● DIRECTIONS
The listing below must be reproduced in full, exactly as written.

● PROVIDED INFORMATION

┌──

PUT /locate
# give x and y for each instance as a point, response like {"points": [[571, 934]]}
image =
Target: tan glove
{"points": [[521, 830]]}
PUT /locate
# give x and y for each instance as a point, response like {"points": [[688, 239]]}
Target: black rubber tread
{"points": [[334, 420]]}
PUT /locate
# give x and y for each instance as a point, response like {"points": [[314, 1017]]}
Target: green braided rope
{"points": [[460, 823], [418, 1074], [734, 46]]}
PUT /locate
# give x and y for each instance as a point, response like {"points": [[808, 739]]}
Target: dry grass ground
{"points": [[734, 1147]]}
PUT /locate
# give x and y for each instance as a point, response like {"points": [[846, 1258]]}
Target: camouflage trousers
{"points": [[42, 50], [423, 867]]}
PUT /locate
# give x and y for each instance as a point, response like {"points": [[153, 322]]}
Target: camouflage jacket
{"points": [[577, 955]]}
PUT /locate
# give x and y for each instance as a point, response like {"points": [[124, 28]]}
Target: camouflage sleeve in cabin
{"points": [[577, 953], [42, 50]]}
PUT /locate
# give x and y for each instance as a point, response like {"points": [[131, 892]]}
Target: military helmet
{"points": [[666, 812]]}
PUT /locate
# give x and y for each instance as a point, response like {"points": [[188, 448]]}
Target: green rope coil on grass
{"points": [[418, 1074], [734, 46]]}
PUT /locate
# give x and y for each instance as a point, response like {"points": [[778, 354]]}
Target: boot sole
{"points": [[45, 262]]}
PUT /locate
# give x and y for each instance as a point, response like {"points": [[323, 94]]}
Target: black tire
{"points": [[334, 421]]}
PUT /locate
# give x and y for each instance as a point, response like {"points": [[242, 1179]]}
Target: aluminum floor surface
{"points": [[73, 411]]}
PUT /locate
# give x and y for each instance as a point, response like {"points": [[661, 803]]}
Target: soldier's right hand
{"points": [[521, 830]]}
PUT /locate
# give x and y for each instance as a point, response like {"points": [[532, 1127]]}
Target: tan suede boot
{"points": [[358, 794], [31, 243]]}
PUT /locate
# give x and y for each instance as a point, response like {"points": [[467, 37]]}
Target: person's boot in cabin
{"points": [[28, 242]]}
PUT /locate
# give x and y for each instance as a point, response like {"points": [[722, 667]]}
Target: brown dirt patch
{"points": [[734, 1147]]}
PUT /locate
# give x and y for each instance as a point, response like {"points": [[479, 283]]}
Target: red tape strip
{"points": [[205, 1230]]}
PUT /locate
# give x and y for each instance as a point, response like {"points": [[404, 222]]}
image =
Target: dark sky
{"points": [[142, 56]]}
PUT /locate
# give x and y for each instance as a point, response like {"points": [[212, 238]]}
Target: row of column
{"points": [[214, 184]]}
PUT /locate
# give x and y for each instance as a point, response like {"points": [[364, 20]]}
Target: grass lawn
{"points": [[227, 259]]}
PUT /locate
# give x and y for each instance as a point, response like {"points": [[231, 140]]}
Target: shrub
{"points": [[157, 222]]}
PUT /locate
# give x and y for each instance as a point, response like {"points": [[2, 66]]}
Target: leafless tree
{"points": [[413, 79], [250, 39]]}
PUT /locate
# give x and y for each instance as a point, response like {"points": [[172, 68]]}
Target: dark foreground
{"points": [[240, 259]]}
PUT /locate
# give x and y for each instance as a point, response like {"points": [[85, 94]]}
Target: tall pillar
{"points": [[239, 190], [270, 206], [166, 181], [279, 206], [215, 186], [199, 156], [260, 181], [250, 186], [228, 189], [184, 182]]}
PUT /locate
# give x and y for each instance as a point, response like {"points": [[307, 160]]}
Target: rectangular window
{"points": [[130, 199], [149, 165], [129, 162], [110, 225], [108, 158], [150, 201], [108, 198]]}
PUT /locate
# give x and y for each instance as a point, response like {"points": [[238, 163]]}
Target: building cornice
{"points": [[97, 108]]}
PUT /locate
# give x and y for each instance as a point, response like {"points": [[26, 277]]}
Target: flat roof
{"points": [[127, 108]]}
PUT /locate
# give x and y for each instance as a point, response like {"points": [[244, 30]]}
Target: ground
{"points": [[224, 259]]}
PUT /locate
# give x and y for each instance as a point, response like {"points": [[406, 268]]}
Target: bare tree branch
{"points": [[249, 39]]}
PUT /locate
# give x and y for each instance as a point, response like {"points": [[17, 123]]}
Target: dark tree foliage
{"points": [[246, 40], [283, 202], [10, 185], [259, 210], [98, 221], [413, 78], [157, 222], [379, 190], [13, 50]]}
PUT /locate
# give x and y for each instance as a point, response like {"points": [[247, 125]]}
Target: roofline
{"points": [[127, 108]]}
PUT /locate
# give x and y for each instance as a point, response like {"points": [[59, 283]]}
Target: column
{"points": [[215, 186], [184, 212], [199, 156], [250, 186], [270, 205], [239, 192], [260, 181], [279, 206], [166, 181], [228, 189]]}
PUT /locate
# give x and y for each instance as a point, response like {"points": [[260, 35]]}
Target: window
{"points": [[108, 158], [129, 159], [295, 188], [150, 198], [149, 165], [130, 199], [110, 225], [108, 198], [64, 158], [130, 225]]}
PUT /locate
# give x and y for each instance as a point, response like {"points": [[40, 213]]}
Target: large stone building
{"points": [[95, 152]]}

└──

● WRITTEN SOLUTION
PUT /locate
# give x and y for each instance as a point, response like {"points": [[571, 934]]}
image =
Target: tan glove
{"points": [[521, 830]]}
PUT /locate
# give x and y for each instance as a point, response like {"points": [[688, 239]]}
Target: black rubber tread
{"points": [[334, 420]]}
PUT /locate
# give x and y for each instance as a point, response like {"points": [[314, 1017]]}
Target: green braided rope
{"points": [[460, 823], [418, 1074], [734, 46]]}
PUT /locate
# give x and y for each instance as a point, response like {"points": [[808, 739]]}
Target: dry grass ground
{"points": [[734, 1147]]}
PUT /locate
# give x and y for each instance as a point, response like {"points": [[846, 1258]]}
Target: camouflage trousers
{"points": [[42, 50], [423, 867]]}
PUT /locate
# give x and y for each instance as a point, response like {"points": [[153, 322]]}
Target: camouflage jacket
{"points": [[577, 955]]}
PUT /locate
# give x and y for each instance as a point, response like {"points": [[124, 28]]}
Target: camouflage sleeve in cabin
{"points": [[577, 953], [42, 50]]}
PUT /locate
# give x and y for each instance as a point, response like {"points": [[131, 892]]}
Target: military helmet
{"points": [[666, 812]]}
PUT /locate
# give x and y for each instance as a point, response like {"points": [[188, 448]]}
Target: green rope coil on grass
{"points": [[418, 1074], [734, 46]]}
PUT /locate
# give x and y for each instance as a point, response like {"points": [[778, 354]]}
Target: boot sole
{"points": [[45, 262]]}
PUT /locate
# give x and y for each instance as a point, response like {"points": [[323, 94]]}
Target: black tire
{"points": [[334, 421]]}
PUT /locate
# give x and y for each instance as a point, response like {"points": [[242, 1179]]}
Target: aluminum floor surface
{"points": [[73, 411]]}
PUT /locate
# give x and y for each instance as a point, response like {"points": [[661, 803]]}
Target: soldier's right hand
{"points": [[521, 830]]}
PUT /locate
# give x and y for each instance as a point, response like {"points": [[532, 1127]]}
Target: tan suede boot
{"points": [[358, 794], [31, 243]]}
PUT /locate
# give x and y for each instance as a point, response like {"points": [[467, 37]]}
Target: person's boot in cabin
{"points": [[28, 242]]}
PUT /locate
# give x and y for each instance as a point, response like {"points": [[722, 667]]}
Target: brown dirt patch
{"points": [[734, 1147]]}
PUT /locate
# give x and y for each instance as a point, response like {"points": [[479, 283]]}
Target: red tape strip
{"points": [[205, 1230]]}
PUT /locate
# give x and y for each instance as a point, response like {"points": [[404, 222]]}
image =
Target: dark sky
{"points": [[142, 56]]}
PUT /locate
# give x and y for each instance as a point, response like {"points": [[212, 238]]}
Target: row of column
{"points": [[214, 184]]}
PUT /locate
# give x and y for each instance as a point, response like {"points": [[364, 20]]}
Target: grass lawn
{"points": [[227, 259]]}
PUT /locate
# give x and y for each instance as a point, response like {"points": [[231, 140]]}
Target: shrub
{"points": [[157, 222]]}
PUT /locate
# give x and y for each instance as a point, response like {"points": [[2, 66]]}
Target: leafless tree
{"points": [[413, 79], [250, 39]]}
PUT /locate
# give x and y for each instance as a point, response like {"points": [[172, 68]]}
Target: dark foreground
{"points": [[240, 259]]}
PUT /locate
# give x and y for each instance as a point, response like {"points": [[85, 94]]}
Target: tall pillar
{"points": [[239, 190], [270, 206], [166, 181], [279, 206], [215, 186], [199, 156], [260, 181], [250, 186], [228, 189], [184, 182]]}
PUT /locate
# give x and y for each instance as a point, response like {"points": [[307, 160]]}
Target: rectangular window
{"points": [[130, 199], [149, 165], [129, 162], [110, 225], [108, 158], [150, 201], [108, 198]]}
PUT /locate
# give x and y for each instance as a point, response like {"points": [[238, 163]]}
Target: building cornice
{"points": [[97, 108]]}
PUT /locate
# give x and y for each instance as a point, response like {"points": [[26, 277]]}
Target: flat roof
{"points": [[127, 108]]}
PUT /locate
# give x and y for each instance as a point, response like {"points": [[244, 30]]}
Target: ground
{"points": [[224, 259]]}
PUT /locate
# give x and y for each instance as a point, response like {"points": [[406, 268]]}
Target: bare tree branch
{"points": [[249, 39]]}
PUT /locate
# give x and y for each instance as a point, response like {"points": [[17, 123]]}
Target: dark tree foliage
{"points": [[246, 40], [283, 202], [10, 185], [259, 210], [98, 221], [413, 78], [157, 222], [379, 190], [13, 50]]}
PUT /locate
# give x and y for each instance as a point, response like {"points": [[247, 125]]}
Target: roofline
{"points": [[127, 108]]}
PUT /locate
# give x and y for each instance as a point, response like {"points": [[59, 283]]}
Target: column
{"points": [[215, 186], [184, 212], [199, 156], [250, 186], [270, 205], [239, 192], [260, 181], [279, 206], [166, 181], [228, 189]]}
PUT /locate
# give x and y for each instance as a point, response like {"points": [[260, 35]]}
Target: window
{"points": [[108, 158], [129, 159], [295, 188], [150, 198], [149, 165], [130, 199], [110, 225], [108, 198], [64, 158], [130, 225]]}
PUT /locate
# give x and y for each instance as a point, response like {"points": [[40, 213]]}
Target: large stone building
{"points": [[95, 152]]}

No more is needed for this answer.